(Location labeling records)
'''

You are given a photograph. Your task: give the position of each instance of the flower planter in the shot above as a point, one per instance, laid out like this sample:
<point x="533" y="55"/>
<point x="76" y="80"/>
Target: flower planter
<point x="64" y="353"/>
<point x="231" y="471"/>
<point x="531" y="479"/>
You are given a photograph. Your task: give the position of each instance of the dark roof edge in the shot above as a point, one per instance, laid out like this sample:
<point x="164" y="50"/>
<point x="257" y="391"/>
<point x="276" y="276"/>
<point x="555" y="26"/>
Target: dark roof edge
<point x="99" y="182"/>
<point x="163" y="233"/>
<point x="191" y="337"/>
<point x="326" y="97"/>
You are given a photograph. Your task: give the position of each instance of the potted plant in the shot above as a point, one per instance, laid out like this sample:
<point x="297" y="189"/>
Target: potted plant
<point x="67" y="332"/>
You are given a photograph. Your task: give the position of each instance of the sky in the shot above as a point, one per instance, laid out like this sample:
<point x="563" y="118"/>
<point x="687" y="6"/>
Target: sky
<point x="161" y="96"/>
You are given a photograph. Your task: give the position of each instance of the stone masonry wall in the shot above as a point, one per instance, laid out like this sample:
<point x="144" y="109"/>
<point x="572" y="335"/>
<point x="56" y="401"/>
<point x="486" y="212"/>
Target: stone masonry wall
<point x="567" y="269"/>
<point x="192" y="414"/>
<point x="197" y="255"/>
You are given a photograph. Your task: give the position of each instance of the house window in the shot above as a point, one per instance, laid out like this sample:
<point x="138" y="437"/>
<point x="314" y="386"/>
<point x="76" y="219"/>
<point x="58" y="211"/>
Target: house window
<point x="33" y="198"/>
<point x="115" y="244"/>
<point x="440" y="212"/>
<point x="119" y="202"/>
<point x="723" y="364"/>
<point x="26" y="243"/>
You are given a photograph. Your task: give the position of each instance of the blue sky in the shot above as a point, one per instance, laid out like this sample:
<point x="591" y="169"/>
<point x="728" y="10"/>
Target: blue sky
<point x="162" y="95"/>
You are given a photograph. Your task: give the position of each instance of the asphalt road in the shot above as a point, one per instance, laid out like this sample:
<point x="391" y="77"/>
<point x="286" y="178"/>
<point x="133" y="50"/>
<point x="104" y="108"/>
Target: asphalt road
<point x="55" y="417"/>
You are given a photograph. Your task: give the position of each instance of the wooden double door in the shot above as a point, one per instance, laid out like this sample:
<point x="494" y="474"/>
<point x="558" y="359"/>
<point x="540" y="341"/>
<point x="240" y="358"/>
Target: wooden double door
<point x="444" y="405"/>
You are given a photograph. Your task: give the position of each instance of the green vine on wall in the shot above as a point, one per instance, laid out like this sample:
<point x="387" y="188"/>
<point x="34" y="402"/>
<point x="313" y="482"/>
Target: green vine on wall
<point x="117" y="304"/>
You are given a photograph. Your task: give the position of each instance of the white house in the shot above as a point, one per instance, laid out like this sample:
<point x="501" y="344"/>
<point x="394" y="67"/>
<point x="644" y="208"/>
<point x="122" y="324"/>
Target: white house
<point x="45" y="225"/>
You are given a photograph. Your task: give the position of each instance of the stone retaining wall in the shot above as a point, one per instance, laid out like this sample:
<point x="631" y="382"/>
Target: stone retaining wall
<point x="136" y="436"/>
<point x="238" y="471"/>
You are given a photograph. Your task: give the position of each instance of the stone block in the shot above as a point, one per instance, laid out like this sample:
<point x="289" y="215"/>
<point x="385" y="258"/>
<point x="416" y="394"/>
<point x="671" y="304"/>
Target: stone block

'''

Put the lines above into a numbered list, leaving out any blank lines.

◆ **ANSWER TO THIS EXERCISE**
1. You are given a photograph. Your task: give the position of each instance of the flower planter in the shot above as a point, one per instance, laid out like this sample:
2. <point x="533" y="55"/>
3. <point x="76" y="80"/>
4. Target: flower planter
5. <point x="64" y="353"/>
6. <point x="231" y="471"/>
7. <point x="531" y="479"/>
8. You are given a photograph. Your task: give the position of each instance of the dark roof edge in the shot above as a point, one per instance, laid out like this sample:
9. <point x="164" y="50"/>
10. <point x="257" y="391"/>
11. <point x="276" y="276"/>
12. <point x="555" y="26"/>
13. Target: dark roof edge
14. <point x="99" y="182"/>
15. <point x="163" y="233"/>
16. <point x="191" y="337"/>
17. <point x="326" y="97"/>
18. You are given a photograph. Your task: give the position of each instance of the potted plant in the shot above as a point, one per instance, laid out like this sample:
19. <point x="297" y="189"/>
20. Target: potted plant
21. <point x="67" y="332"/>
22. You are given a photograph. Your task: give the position of each instance of the sky in the shot above as a point, one per instance, laid out like this sample:
23. <point x="563" y="118"/>
24. <point x="687" y="6"/>
25. Target: sky
26. <point x="161" y="96"/>
27. You are given a photograph. Your task: give the position of each instance of the stone masonry wall in the shot above as a point, one per instance, laid out like this sample:
28. <point x="144" y="109"/>
29. <point x="572" y="335"/>
30. <point x="56" y="401"/>
31. <point x="486" y="212"/>
32. Target: stone masonry wall
33. <point x="567" y="269"/>
34. <point x="192" y="414"/>
35. <point x="197" y="255"/>
36. You are given a photograph. Your task: give the position of each instance of the house window in the shot above as a point, one per instance, laid out like this sample:
37. <point x="138" y="437"/>
38. <point x="314" y="386"/>
39. <point x="76" y="219"/>
40. <point x="58" y="211"/>
41. Target: house window
42. <point x="33" y="198"/>
43. <point x="115" y="244"/>
44. <point x="440" y="212"/>
45. <point x="119" y="202"/>
46. <point x="723" y="364"/>
47. <point x="26" y="243"/>
48. You are given a photograph. Your task: give the position of each instance of the blue sky in the shot above as a point, one per instance, laid out like this sample:
49. <point x="591" y="169"/>
50. <point x="728" y="10"/>
51. Target: blue sky
52. <point x="162" y="95"/>
53. You are given a photograph. Your task: give the position of each instance of the asphalt road in the shot above as a point, one per instance, laid out like this sample:
54. <point x="391" y="77"/>
55. <point x="286" y="178"/>
56. <point x="133" y="50"/>
57. <point x="104" y="108"/>
58. Target: asphalt road
59. <point x="55" y="417"/>
60. You are given a photograph. Your task: give the position of each instance of the wooden double door in the shot above as a point, one per instance, laid out like this sample:
61. <point x="494" y="474"/>
62. <point x="558" y="359"/>
63. <point x="540" y="341"/>
64. <point x="240" y="358"/>
65. Target: wooden double door
66. <point x="444" y="405"/>
67. You are given a photograph. Your task: give the position of each instance of the green vine on wall in the shot above as a point, one per instance, laid out like this sample:
68. <point x="387" y="188"/>
69. <point x="34" y="402"/>
70. <point x="313" y="482"/>
71. Target: green vine on wall
72. <point x="117" y="304"/>
73. You are given a photograph. Your task: give the position of each instance of the white house in the shot above as a point, one per instance, laid out like this sample:
74. <point x="501" y="344"/>
75. <point x="394" y="67"/>
76. <point x="644" y="208"/>
77. <point x="122" y="324"/>
78. Target: white house
79. <point x="45" y="225"/>
80. You are given a photograph. Your task: give the position of each instance of the stone retaining wall in the shot above as a point, one per instance, laid out like this sample:
81. <point x="631" y="382"/>
82. Target: stone retaining wall
83. <point x="136" y="436"/>
84. <point x="238" y="471"/>
85. You are given a photograph. Your task: give the position of each instance of the stone block in the shot above as a point, one per instance, laid out like this sample:
86. <point x="289" y="215"/>
87. <point x="385" y="258"/>
88. <point x="416" y="394"/>
89. <point x="671" y="304"/>
90. Target: stone block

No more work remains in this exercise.